┏━━

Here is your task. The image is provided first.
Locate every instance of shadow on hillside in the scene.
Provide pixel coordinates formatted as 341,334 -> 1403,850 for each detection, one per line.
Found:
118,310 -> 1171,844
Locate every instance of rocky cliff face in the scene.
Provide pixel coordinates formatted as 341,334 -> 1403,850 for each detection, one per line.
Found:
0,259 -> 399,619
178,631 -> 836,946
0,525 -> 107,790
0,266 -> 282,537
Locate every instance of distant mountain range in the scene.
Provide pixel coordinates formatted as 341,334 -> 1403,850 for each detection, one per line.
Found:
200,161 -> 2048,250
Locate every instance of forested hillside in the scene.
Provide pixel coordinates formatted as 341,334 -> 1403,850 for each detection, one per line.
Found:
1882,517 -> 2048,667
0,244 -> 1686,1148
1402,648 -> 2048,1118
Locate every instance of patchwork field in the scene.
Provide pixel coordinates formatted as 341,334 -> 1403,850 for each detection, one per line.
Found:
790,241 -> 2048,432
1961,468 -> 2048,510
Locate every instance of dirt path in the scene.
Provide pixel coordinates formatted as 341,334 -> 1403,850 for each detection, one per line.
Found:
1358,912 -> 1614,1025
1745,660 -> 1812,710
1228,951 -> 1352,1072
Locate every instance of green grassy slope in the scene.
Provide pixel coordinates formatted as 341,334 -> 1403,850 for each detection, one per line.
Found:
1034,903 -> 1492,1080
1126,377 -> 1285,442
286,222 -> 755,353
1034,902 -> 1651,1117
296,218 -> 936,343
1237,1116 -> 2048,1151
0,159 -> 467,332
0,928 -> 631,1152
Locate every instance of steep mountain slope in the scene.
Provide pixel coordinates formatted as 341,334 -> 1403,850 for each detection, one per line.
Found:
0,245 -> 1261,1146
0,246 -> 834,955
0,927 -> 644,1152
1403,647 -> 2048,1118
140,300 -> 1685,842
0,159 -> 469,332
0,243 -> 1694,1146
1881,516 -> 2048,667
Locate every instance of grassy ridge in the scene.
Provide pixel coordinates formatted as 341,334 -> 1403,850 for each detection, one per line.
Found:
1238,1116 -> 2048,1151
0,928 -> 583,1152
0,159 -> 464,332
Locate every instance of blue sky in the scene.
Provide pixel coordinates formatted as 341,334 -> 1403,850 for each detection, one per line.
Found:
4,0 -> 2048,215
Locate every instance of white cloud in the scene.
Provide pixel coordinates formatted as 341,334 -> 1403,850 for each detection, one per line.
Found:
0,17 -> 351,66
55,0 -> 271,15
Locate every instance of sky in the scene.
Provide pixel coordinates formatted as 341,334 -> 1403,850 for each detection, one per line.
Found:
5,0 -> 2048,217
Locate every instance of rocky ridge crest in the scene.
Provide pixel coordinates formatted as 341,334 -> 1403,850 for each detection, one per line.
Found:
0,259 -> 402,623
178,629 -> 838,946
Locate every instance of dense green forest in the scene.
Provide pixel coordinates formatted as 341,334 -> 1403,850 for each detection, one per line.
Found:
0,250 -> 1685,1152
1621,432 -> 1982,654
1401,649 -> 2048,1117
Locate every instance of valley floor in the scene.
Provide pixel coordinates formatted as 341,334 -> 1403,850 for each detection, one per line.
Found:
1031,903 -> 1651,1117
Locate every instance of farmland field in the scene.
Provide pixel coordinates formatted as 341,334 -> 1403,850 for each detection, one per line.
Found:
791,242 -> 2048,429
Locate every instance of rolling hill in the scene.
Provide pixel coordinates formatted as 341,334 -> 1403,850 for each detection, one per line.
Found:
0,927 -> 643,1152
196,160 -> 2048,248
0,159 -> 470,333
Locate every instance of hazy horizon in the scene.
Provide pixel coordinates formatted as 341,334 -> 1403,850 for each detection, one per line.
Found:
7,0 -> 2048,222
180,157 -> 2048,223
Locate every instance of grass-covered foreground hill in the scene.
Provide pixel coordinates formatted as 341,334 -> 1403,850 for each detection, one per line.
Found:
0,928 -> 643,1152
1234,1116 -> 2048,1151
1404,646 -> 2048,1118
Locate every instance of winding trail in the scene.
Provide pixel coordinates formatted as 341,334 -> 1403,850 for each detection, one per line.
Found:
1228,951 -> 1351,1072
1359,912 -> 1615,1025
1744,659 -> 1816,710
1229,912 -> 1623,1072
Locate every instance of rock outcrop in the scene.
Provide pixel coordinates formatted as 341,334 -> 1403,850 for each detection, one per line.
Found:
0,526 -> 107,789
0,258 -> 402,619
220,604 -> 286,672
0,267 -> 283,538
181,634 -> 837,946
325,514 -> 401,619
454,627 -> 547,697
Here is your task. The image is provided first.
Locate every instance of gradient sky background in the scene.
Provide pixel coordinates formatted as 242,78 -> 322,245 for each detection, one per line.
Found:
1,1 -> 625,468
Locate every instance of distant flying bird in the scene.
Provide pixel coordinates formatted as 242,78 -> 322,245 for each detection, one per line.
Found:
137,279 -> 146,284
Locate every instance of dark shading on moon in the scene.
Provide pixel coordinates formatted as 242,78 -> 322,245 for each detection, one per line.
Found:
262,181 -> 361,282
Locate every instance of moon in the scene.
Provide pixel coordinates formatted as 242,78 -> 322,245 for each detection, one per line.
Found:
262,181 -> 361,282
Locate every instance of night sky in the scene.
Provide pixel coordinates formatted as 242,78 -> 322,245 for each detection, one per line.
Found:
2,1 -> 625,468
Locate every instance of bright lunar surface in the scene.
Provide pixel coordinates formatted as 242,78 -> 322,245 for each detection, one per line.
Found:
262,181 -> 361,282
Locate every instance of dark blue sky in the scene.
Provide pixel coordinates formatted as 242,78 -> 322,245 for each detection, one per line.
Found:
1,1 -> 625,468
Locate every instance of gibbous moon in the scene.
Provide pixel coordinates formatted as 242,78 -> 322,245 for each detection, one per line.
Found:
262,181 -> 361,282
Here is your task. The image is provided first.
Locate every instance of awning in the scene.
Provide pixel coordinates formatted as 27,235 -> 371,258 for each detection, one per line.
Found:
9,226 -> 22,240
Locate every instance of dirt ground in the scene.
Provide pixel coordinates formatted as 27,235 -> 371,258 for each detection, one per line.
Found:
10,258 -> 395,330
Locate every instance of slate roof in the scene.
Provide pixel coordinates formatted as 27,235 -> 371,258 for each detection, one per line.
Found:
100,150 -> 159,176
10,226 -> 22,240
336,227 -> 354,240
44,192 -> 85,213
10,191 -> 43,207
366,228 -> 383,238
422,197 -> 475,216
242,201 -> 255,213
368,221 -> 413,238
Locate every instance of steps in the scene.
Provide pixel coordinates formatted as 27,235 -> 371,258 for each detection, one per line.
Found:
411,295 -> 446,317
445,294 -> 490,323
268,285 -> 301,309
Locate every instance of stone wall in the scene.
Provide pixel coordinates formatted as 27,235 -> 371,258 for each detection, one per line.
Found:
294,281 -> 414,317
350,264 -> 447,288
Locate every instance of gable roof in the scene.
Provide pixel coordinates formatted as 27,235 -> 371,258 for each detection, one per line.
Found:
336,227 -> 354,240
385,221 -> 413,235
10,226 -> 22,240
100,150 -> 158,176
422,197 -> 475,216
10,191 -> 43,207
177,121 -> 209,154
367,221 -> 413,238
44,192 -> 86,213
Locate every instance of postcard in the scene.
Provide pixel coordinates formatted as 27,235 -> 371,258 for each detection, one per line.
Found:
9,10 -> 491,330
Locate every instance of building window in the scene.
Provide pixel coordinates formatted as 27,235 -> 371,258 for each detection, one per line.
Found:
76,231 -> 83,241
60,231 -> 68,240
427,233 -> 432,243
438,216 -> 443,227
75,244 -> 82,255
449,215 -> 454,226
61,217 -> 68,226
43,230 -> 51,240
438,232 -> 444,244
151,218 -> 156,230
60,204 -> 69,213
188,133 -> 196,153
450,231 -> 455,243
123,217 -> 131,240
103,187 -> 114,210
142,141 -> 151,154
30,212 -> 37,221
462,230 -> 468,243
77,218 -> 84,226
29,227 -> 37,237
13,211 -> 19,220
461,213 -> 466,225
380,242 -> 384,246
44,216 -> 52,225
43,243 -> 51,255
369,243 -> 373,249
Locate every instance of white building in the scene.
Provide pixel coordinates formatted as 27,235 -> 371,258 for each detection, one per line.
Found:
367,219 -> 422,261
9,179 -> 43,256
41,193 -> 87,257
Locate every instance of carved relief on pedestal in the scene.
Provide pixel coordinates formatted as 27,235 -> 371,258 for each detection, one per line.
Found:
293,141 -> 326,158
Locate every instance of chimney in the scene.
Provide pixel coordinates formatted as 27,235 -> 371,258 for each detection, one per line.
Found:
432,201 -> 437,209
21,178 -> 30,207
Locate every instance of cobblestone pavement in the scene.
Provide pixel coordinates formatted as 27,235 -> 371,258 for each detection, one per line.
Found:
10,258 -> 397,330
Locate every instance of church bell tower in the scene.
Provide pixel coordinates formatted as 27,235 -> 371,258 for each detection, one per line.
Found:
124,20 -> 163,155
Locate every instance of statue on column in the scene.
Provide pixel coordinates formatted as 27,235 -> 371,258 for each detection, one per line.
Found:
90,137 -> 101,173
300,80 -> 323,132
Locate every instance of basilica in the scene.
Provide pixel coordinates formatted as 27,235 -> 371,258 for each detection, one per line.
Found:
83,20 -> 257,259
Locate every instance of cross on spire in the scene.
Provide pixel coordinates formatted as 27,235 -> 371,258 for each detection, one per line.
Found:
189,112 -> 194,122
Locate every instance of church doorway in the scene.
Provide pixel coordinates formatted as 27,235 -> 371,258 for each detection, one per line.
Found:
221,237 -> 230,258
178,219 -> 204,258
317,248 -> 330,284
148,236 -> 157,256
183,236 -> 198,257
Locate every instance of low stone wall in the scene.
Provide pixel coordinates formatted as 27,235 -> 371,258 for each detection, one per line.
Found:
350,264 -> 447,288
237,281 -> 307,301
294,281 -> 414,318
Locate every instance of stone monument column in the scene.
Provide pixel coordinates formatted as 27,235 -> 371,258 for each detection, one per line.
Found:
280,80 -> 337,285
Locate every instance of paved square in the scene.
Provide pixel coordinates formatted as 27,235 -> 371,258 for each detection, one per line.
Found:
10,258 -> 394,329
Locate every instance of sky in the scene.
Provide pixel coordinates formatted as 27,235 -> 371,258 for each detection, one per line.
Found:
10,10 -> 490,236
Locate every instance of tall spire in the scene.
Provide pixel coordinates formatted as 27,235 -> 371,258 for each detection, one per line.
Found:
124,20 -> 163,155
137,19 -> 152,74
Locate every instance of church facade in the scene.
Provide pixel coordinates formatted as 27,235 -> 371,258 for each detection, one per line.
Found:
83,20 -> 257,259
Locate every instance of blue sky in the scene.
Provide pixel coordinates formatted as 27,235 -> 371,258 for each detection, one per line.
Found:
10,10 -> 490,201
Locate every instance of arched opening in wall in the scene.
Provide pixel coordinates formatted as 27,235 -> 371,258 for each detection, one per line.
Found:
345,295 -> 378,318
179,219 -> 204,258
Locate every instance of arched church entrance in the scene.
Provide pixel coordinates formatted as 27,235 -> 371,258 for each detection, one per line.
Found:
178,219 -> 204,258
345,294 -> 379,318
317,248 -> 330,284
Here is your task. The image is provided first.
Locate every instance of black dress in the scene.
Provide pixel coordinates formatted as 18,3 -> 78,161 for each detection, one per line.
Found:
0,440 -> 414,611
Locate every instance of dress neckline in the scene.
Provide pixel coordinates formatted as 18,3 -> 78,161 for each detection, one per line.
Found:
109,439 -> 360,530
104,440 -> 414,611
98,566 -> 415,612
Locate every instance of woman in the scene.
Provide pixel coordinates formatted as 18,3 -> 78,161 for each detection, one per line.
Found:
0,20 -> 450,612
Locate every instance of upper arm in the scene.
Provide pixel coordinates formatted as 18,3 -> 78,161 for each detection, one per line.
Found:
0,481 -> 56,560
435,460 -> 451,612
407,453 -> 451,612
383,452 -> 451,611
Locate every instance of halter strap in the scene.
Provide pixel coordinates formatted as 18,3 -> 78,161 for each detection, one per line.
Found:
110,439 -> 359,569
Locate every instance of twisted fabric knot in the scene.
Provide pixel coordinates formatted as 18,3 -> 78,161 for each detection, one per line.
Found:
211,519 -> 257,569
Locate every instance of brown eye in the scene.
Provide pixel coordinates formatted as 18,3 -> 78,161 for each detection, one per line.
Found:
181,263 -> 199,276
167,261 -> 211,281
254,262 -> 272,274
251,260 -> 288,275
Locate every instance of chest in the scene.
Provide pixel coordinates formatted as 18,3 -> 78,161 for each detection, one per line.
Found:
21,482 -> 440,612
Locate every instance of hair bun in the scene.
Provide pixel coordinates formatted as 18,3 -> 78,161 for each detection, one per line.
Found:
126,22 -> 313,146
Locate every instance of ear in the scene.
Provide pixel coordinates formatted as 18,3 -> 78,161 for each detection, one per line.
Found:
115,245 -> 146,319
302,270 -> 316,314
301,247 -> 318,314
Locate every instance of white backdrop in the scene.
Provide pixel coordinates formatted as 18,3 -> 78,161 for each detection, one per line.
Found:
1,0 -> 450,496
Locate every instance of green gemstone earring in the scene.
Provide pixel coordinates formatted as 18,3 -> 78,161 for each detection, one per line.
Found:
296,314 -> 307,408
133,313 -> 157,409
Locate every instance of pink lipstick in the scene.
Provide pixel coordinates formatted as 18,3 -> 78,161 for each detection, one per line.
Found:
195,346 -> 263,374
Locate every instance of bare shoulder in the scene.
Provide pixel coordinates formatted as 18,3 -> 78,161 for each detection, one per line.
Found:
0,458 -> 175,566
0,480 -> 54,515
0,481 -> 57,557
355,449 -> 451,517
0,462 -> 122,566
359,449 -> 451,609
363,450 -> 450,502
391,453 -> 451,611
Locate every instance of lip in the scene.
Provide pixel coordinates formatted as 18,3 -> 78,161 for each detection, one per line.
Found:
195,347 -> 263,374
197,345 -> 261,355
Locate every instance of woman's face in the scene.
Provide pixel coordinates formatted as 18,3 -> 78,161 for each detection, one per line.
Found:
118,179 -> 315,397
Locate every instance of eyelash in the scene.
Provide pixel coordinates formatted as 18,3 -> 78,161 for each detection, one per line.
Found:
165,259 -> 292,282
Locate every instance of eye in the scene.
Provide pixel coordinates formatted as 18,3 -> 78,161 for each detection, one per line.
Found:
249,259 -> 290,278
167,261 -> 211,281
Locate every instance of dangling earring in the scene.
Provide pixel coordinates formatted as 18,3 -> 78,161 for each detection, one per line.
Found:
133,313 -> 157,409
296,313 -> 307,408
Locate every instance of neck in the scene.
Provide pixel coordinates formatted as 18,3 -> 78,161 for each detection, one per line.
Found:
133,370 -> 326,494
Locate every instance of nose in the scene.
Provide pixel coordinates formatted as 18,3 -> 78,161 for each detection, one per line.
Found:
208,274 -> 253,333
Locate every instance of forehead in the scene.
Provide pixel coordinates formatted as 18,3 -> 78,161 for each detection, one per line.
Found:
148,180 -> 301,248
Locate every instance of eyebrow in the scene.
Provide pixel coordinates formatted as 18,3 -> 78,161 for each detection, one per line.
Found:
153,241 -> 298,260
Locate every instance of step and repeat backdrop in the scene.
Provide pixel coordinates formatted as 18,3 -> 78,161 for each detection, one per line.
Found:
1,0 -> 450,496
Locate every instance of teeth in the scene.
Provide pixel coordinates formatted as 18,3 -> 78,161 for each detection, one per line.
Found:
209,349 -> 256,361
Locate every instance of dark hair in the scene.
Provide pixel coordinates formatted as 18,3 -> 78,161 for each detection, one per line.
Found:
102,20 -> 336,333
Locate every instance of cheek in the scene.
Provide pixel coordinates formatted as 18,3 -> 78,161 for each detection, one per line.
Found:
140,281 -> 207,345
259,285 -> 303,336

┗━━

Where a line of the records contains the word "green", copy that line.

# Expected answer
Locate every instance of green grassy slope in the scene.
Locate every instance of dense green forest in the scene.
Locate every instance of green gemstone earring in the scene.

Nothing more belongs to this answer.